Exercise details:
Retype the stretch of rows below from the line containing "of the noseband" through the end of the rows, both ends included, without changing anything.

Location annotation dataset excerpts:
----
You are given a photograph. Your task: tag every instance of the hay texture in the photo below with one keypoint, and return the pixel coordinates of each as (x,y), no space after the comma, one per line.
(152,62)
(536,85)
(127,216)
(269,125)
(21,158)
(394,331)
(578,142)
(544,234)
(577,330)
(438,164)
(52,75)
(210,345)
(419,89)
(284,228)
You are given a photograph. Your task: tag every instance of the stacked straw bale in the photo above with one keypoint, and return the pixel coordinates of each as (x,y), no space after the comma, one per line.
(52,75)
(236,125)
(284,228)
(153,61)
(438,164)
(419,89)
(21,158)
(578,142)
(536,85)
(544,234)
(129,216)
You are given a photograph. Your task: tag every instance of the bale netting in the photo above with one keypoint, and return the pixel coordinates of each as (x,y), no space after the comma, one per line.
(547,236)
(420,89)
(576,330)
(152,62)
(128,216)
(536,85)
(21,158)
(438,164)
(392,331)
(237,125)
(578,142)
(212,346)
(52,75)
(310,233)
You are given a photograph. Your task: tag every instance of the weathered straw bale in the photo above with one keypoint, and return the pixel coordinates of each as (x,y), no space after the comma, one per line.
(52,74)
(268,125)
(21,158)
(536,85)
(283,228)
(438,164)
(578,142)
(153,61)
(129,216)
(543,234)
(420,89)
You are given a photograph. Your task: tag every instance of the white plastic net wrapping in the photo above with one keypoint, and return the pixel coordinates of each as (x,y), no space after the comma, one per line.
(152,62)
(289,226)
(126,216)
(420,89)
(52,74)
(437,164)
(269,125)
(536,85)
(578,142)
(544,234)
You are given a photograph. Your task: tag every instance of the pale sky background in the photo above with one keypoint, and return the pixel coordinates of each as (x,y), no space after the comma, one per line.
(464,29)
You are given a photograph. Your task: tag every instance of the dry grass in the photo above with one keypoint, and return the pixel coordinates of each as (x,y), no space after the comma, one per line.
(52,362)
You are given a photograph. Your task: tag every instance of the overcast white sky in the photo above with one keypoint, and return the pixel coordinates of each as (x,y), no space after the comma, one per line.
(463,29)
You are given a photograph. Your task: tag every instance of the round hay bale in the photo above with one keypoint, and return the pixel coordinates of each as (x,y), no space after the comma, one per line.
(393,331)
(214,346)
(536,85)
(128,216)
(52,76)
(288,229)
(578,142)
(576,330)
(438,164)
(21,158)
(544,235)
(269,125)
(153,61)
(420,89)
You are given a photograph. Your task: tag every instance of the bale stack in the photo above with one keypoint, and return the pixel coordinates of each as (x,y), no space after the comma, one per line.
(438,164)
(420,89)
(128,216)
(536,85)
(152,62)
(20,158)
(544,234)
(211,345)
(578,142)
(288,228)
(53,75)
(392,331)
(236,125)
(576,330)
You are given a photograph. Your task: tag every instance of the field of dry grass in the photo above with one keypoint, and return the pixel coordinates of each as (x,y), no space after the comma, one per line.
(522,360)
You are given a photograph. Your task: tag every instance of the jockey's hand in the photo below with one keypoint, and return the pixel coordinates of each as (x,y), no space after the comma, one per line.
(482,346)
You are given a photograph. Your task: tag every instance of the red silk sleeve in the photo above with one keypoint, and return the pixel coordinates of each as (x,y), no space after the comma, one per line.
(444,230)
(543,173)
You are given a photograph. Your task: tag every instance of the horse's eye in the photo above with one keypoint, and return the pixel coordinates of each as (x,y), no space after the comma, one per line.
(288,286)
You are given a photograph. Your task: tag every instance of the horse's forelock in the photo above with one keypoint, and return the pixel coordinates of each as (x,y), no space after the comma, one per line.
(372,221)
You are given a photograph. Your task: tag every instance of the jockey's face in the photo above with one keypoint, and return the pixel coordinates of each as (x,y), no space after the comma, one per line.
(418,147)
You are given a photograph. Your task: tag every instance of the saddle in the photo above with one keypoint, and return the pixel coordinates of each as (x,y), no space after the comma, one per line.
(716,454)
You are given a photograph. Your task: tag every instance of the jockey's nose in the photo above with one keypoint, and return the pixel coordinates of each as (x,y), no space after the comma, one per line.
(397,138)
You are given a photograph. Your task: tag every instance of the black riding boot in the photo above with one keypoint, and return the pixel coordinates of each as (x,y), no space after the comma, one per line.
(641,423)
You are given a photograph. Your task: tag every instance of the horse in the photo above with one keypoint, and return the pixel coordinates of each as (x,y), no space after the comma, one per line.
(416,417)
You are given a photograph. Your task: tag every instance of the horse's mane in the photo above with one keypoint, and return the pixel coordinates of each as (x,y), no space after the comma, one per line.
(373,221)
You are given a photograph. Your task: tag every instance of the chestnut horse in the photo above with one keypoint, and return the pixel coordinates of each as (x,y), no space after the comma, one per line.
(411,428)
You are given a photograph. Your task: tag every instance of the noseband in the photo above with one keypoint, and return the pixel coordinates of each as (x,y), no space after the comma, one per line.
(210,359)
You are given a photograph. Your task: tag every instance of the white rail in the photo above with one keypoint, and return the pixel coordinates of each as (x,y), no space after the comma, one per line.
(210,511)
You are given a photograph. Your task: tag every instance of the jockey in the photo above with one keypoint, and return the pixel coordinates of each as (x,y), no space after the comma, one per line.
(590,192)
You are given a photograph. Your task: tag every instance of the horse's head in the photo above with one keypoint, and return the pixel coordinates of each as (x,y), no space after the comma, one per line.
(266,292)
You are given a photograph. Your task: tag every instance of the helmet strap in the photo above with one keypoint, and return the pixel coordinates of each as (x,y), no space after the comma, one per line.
----
Output:
You are given a photograph. Your task: tag every instance of the noseband in the photo above with one keypoint, and return the pixel coordinates of each as (x,y), no space after the comma, one per line.
(210,359)
You are given a photograph. Your task: tag every instance of the white rail in the photo above with one keypoint, and return the pixel coordinates of each as (x,y), no space after the comma, one per line.
(210,511)
You are given a photograph. Your task: tag every instance of the jockey in the photo above with one keypoint, and return the pixel coordinates of each as (x,y), no space after the comma, one per line.
(590,192)
You are given a photograph. Your task: tag every instance of the horse's head in the photo above with one keypoint, and return the pixel coordinates of each as (x,y), no space after the comma, one per line.
(266,292)
You are given a photograph. Your task: tag every instance of the helmet strap in the photo above with one keypoint, and return the pixel coordinates of each as (x,y), no space after the comma, one per line.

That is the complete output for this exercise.